*Goal of the exercise:* Copy out the following data line for line, with no changes.

[Shape annotation data]
+-------+

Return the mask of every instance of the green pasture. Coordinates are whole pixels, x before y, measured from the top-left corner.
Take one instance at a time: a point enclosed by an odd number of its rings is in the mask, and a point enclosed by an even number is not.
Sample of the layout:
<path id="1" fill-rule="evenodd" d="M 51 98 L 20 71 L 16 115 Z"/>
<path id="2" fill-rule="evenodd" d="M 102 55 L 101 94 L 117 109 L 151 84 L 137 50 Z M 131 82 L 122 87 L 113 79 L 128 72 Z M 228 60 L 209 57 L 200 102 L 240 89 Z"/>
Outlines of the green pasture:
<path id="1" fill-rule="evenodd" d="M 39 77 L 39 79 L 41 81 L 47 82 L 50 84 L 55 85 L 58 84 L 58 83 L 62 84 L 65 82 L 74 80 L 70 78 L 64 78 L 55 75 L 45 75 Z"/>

+-------+

*In response:*
Return the mask of every instance of the green pasture. Coordinates are whole pixels, x before y, measured from the top-left corner.
Take one instance at a time: a point enclosed by an odd number of its rings is in the mask, and a point enclosed by an even number is not.
Sample of the layout:
<path id="1" fill-rule="evenodd" d="M 51 98 L 20 71 L 16 115 Z"/>
<path id="2" fill-rule="evenodd" d="M 102 55 L 101 94 L 117 109 L 151 84 L 137 50 Z M 131 82 L 122 87 L 113 79 L 128 72 Z M 228 60 L 209 57 L 200 102 L 240 89 Z"/>
Outlines of the green pasture:
<path id="1" fill-rule="evenodd" d="M 39 77 L 39 79 L 41 81 L 47 82 L 50 84 L 55 85 L 58 84 L 58 83 L 62 84 L 65 82 L 74 80 L 70 78 L 64 78 L 55 75 L 45 75 Z"/>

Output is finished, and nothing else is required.